_How to complete this task:_
In the listing, some lines may hold the string "chair"; report how many do, as a bare number.

Records provided: Begin

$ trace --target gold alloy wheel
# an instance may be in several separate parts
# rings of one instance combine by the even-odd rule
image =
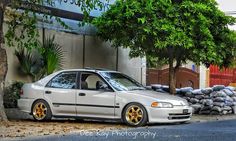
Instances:
[[[47,115],[47,106],[42,102],[35,104],[33,115],[37,120],[43,120]]]
[[[125,115],[128,123],[138,125],[143,119],[143,110],[139,106],[131,105]]]

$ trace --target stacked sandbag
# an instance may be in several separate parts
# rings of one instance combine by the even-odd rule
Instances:
[[[154,86],[155,87],[155,86]],[[152,87],[153,88],[153,87]],[[169,87],[158,85],[156,91],[168,92]],[[195,114],[230,114],[236,110],[236,92],[234,87],[215,85],[212,88],[195,89],[185,87],[177,89],[177,95],[186,99]]]
[[[188,100],[196,114],[230,114],[234,112],[236,105],[234,90],[233,87],[215,85],[212,88],[197,89],[185,93],[183,98]]]

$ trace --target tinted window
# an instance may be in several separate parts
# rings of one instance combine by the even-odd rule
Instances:
[[[48,87],[74,89],[76,88],[76,72],[65,72],[54,77]]]

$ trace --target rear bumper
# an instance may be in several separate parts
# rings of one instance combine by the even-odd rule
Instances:
[[[34,99],[25,99],[21,98],[17,100],[17,106],[18,108],[26,113],[31,113],[31,107],[34,102]]]
[[[192,107],[174,106],[174,108],[146,107],[149,123],[174,123],[189,121],[192,117]]]

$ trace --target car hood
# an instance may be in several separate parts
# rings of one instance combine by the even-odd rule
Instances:
[[[172,103],[173,105],[188,105],[188,102],[178,96],[170,95],[168,93],[160,93],[156,91],[151,91],[151,90],[134,90],[134,91],[128,91],[130,94],[136,94],[139,95],[140,97],[150,97],[154,98],[159,102],[169,102]]]

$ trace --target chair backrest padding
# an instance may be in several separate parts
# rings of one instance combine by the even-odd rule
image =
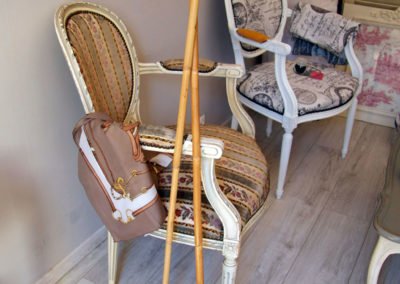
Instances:
[[[65,28],[95,111],[122,122],[135,82],[121,31],[111,20],[91,11],[69,15]]]
[[[282,17],[281,0],[232,0],[236,28],[253,30],[275,37]],[[244,49],[251,48],[242,45]]]

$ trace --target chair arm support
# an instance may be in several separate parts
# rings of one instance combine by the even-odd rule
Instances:
[[[286,75],[286,56],[275,54],[275,76],[285,108],[284,119],[289,118],[293,121],[292,118],[298,116],[298,107],[297,98]],[[287,123],[284,124],[287,125]],[[290,127],[293,127],[294,129],[296,128],[296,125],[291,125]]]
[[[215,176],[215,159],[201,159],[201,172],[204,192],[208,201],[217,213],[224,227],[224,256],[238,257],[238,249],[241,232],[241,218],[237,209],[228,200],[218,185]]]
[[[175,130],[162,126],[140,125],[139,141],[144,150],[173,154]],[[202,158],[219,159],[222,156],[224,143],[219,139],[202,137],[200,147]],[[183,143],[182,154],[193,155],[191,135],[187,136]]]
[[[181,59],[176,59],[181,60]],[[204,60],[204,59],[203,59]],[[200,59],[201,63],[202,59]],[[183,59],[182,59],[183,66]],[[139,63],[140,75],[145,74],[172,74],[182,75],[182,68],[180,70],[169,70],[165,68],[160,61],[154,63]],[[227,77],[227,78],[241,78],[244,74],[242,66],[237,64],[216,63],[215,68],[210,72],[199,72],[200,76],[211,77]]]
[[[357,91],[355,92],[355,95],[357,96],[362,88],[362,82],[363,82],[363,69],[360,64],[360,61],[358,60],[356,54],[354,53],[353,49],[353,38],[351,37],[344,47],[344,53],[346,55],[347,61],[349,62],[350,69],[351,69],[351,75],[353,77],[356,77],[358,79],[358,88]]]
[[[237,33],[237,29],[233,34],[241,42],[250,44],[252,46],[255,46],[255,47],[258,47],[258,48],[261,48],[261,49],[265,49],[265,50],[271,51],[271,52],[273,52],[275,54],[280,54],[280,55],[286,56],[286,55],[289,55],[290,52],[291,52],[290,45],[288,45],[286,43],[283,43],[283,42],[280,42],[280,41],[275,40],[275,39],[269,39],[266,42],[259,43],[259,42],[256,42],[254,40],[251,40],[251,39],[248,39],[248,38],[245,38],[245,37],[239,35]]]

Records provided: End

_Completed exercise:_
2